* _TO DO_
**A.** In the operating system passage, which resources does an operating system manage?
**B.** Write out the operating system passage word for word, from "What Is an Operating" up to and including "certain program gets.".
**C.** Continue the operating system passage from the point where it stops.

===== QUOTED TEXT

What Is an Operating System
In simple terms, an operating system is a manager. It manages all the available resources on a computer. These resources can be the hard disk, a printer, or the monitor screen. Even memory is a resource that needs to be managed. Within an operating system are the management functions that determine who gets to read data from the hard disk, what file is going to be printed next, what characters appear on the screen, and how much memory a certain program gets.
Another function of the operating system is to keep track of what each program is doing. That is, the operating system needs to keep track of whose program, or task is currently writing its file to the printer or which program needs to read a certain spot on the hard disk, etc. This is the concept of multi-users, as multiple users have access to the same resources

Processes
One basic concept of an operating system is the process. If we think of the program as the file stored on the hard disk or floppy and the process as that program in memory.
A process is more than just a program. Especially in a multi-user, multi-tasking operating system such as UNIX, there is much more to consider. Each program has a set of data that it uses to do what it needs. Often, this data is not part of the program. For example, if you are using a text editor, the file you are editing is not part of the program on disk but is part of the process in memory. If someone else were to be using the same editor, both of you would be using the same program. However, each of you would have a different process in memory.programs are read from hard-disk to become a process.

==========
===== PROVIDED MATERIAL

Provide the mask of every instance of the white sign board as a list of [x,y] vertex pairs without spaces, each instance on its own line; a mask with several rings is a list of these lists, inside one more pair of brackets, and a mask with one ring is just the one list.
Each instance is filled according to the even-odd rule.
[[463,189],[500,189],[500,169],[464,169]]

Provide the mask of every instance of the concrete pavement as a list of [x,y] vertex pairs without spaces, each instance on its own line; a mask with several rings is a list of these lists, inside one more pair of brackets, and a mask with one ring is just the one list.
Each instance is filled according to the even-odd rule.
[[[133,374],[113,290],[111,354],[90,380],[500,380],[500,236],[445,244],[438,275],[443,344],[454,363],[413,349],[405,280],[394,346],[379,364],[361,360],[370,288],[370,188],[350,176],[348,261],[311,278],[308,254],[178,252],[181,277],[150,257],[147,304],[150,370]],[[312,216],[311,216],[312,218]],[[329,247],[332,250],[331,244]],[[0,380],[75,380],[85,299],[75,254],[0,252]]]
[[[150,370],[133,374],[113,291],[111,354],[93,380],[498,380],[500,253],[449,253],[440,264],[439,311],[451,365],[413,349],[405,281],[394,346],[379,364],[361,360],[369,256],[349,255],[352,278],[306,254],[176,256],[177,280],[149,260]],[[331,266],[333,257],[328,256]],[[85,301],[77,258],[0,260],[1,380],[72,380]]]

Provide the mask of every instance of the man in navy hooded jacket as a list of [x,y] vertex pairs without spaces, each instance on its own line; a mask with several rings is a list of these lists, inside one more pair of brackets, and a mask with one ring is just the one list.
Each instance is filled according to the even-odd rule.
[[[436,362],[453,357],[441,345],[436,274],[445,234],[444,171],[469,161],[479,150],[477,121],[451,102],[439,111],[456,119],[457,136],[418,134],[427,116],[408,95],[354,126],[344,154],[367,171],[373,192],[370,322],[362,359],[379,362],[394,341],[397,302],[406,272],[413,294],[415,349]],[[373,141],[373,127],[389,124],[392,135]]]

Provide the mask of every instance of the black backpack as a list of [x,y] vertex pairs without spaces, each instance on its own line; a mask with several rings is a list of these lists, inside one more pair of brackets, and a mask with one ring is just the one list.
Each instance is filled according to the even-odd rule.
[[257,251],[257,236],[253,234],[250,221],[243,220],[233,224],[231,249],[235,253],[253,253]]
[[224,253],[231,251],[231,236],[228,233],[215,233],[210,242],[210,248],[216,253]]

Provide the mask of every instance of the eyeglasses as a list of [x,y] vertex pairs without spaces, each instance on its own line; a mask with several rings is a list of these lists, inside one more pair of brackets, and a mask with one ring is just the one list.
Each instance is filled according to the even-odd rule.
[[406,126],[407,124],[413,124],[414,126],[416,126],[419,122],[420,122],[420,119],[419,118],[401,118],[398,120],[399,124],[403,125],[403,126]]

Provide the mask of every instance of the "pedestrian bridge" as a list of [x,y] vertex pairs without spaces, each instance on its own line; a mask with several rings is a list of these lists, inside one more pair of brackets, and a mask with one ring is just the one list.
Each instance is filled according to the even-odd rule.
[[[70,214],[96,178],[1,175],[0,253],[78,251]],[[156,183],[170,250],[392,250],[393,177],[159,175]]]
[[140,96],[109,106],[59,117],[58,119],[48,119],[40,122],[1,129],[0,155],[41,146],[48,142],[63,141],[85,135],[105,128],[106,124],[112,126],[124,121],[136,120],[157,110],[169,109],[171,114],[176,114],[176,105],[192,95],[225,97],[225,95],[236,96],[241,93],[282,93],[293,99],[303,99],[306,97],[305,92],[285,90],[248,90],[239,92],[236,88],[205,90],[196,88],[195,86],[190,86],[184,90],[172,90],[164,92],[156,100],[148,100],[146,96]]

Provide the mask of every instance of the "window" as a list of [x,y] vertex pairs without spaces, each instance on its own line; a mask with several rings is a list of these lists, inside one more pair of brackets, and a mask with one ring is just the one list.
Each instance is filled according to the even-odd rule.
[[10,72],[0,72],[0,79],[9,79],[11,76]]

==========

* _PER-TASK ANSWERS_
**A.** The hard disk, a printer, the monitor screen, and memory.

**B.**
What Is an Operating System
In simple terms, an operating system is a manager. It manages all the available resources on a computer. These resources can be the hard disk, a printer, or the monitor screen. Even memory is a resource that needs to be managed. Within an operating system are the management functions that determine who gets to read data from the hard disk, what file is going to be printed next, what characters appear on the screen, and how much memory a certain program gets.

**C.**
With the exception of the init process (PID 1) every process is the child of another process. In general, every process has the potential to be the parent of another process. Perhaps the program is coded in such a way that it will never start another process. However, this is a limitation of that program and not the operating system. A process has only one parent but may have many children

The processors used by Linux (Intel 80386 and later, as well as the DEC Alpha, and SPARC) have built-in capabilities to manage both multiple users and multiple tasks
In addition to user processes, such as shells, text editors, and databases, there are system processes running. These are processes that were started by the system. Several of these deal with managing memory and scheduling turns on the CPU. Others deal with delivering mail, printing, and other tasks that we take for granted. In principle, both of these kinds of processes are identical. However, system processes can run at much higher priorities and therefore run more often than user processes.
Typically a system process of this kind is referred to as a daemon process or background process because they run behind the scenes (i.e. in the background) without user intervention. It is also possible for a user to put one of his or her processes in the background. This is done by using the ampersand (&) metacharacter at the end of the command line.
What normally happens when you enter a command is that the shell will wait for that command to finish before it accepts a new command. By putting a command in the background, the shell does not wait, but rather is ready immediately for the next command. If you wanted, you could put the next command in the background as well.

I have talked to customers who have complained about their systems grinding to a halt after they put dozens of processes in the background. The misconception is that because they didn't see the process running, it must not be taking up any resources. (Out of sight, out of mind.) The issue here is that even though the process is running in the background and you can't see it, it still behaves like any other process.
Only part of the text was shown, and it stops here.